_Problem description_.
Please pick out every line of the material below that contains the word "green" and copy each of those lines. Case counts.

Dataset records on object locations:
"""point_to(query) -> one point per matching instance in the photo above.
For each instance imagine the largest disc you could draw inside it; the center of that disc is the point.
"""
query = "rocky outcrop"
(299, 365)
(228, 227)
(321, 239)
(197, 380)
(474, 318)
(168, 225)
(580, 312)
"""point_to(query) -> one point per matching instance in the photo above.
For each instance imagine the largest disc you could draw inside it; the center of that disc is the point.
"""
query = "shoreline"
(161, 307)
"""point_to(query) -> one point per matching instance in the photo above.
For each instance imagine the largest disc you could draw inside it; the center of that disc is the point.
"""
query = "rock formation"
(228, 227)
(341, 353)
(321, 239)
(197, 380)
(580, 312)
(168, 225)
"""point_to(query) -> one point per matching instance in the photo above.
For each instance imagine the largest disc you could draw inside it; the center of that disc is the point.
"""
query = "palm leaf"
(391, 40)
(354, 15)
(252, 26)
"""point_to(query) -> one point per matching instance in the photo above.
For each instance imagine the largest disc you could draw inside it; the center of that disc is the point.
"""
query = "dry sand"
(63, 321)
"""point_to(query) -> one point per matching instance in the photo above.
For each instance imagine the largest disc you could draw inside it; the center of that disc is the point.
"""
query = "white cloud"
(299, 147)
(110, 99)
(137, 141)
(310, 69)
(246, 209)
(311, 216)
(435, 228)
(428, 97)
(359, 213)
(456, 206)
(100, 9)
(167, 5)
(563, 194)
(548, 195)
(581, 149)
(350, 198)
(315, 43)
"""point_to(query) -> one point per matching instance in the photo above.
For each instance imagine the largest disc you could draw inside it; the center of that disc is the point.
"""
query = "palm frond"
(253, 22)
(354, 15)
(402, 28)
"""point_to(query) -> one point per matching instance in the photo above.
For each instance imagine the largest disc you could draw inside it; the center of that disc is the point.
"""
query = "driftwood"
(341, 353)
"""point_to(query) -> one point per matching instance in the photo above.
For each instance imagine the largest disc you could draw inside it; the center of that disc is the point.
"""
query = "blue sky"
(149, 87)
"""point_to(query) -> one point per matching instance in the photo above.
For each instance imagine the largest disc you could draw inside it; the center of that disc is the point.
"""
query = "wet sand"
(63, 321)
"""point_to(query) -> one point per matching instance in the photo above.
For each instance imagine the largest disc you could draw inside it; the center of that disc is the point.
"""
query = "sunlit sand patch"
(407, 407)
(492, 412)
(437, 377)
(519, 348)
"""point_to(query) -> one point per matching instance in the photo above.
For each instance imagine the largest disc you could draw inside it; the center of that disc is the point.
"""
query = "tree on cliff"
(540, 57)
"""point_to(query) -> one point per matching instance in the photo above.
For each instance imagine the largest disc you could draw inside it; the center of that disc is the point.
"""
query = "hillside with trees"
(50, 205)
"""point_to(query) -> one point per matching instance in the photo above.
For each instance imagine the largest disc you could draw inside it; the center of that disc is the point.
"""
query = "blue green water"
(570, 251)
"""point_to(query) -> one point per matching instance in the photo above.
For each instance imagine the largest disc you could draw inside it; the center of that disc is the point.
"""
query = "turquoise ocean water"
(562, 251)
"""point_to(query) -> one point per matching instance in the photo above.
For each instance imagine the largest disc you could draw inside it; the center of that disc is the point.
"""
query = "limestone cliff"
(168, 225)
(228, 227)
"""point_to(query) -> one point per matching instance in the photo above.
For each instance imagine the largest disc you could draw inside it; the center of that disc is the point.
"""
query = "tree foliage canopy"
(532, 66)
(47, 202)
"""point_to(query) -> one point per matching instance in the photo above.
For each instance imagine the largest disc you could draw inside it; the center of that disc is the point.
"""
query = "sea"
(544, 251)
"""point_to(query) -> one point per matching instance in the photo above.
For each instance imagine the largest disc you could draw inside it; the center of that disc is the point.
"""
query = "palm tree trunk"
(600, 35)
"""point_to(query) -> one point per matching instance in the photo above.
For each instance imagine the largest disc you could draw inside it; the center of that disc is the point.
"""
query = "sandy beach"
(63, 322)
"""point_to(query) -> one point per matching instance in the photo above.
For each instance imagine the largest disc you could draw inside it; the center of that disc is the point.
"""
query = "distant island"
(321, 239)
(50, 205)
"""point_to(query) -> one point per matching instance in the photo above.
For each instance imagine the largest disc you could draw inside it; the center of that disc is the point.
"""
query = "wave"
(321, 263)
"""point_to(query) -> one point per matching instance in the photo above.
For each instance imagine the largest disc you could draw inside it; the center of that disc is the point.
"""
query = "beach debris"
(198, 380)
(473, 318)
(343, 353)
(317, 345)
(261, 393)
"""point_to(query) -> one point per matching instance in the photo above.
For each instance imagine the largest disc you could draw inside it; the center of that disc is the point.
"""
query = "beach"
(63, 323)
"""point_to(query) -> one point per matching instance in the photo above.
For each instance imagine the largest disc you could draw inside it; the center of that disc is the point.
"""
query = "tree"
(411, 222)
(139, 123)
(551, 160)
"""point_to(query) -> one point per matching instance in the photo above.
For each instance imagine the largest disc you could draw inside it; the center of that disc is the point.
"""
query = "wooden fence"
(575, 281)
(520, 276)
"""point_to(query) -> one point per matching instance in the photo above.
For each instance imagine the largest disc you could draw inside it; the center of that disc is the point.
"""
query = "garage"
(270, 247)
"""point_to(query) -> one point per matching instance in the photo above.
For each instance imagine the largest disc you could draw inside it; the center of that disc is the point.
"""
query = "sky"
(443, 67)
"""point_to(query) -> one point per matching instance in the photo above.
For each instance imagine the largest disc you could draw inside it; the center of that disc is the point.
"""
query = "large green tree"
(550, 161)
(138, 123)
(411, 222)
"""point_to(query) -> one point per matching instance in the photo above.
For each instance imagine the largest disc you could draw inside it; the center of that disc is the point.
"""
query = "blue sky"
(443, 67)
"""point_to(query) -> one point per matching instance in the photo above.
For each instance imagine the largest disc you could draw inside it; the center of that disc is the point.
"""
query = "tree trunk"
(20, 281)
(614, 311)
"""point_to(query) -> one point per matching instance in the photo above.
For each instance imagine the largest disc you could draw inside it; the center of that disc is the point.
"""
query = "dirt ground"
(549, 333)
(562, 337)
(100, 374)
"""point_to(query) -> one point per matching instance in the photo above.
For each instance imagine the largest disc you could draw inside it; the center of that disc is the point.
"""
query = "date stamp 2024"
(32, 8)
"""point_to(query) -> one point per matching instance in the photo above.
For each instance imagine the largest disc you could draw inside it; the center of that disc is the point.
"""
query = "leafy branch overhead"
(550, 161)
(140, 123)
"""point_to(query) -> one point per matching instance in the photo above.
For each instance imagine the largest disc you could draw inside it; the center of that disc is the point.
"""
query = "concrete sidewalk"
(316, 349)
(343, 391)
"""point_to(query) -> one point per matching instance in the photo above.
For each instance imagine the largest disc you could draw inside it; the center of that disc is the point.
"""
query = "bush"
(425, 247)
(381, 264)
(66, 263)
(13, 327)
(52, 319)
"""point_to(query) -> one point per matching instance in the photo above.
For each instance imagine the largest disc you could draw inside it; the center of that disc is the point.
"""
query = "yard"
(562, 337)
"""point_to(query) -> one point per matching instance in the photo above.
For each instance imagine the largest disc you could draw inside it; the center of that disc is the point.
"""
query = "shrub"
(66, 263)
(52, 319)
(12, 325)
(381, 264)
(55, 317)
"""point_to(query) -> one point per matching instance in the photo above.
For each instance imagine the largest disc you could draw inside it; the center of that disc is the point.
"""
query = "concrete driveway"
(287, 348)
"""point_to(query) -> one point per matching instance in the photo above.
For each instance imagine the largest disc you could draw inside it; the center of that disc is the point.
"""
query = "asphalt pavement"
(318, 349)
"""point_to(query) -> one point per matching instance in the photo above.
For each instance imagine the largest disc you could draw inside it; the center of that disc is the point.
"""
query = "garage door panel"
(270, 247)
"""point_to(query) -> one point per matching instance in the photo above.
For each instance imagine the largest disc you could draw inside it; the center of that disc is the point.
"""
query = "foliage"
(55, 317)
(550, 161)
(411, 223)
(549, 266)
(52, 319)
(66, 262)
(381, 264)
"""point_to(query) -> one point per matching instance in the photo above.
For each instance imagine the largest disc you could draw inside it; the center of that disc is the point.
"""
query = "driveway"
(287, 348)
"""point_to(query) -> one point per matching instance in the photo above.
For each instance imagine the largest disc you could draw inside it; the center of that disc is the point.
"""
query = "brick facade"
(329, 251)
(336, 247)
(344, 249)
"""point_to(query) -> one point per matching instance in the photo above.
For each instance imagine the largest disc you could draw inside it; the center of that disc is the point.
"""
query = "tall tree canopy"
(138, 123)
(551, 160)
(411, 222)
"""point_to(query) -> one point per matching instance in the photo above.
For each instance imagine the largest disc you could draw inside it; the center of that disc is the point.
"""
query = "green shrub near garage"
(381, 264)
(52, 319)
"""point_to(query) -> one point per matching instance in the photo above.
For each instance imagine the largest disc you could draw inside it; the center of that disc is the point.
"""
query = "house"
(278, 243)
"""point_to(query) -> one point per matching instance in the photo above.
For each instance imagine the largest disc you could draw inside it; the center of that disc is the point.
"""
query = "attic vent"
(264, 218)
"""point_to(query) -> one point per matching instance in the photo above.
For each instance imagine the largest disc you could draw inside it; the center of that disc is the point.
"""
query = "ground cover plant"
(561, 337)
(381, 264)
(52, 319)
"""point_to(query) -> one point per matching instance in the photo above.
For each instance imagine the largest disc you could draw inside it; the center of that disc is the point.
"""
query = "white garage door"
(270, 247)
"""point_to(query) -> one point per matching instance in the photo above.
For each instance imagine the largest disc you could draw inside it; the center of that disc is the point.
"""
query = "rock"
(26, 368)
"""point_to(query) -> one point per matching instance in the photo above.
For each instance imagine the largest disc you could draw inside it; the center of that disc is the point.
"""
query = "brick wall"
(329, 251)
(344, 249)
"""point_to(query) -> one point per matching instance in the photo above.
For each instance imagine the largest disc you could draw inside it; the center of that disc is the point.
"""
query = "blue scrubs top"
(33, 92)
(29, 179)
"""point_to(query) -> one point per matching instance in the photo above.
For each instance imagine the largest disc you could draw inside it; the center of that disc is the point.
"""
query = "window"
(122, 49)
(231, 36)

_Response below_.
query = "blue green water"
query = "large green tree"
query = "green shrub near garage"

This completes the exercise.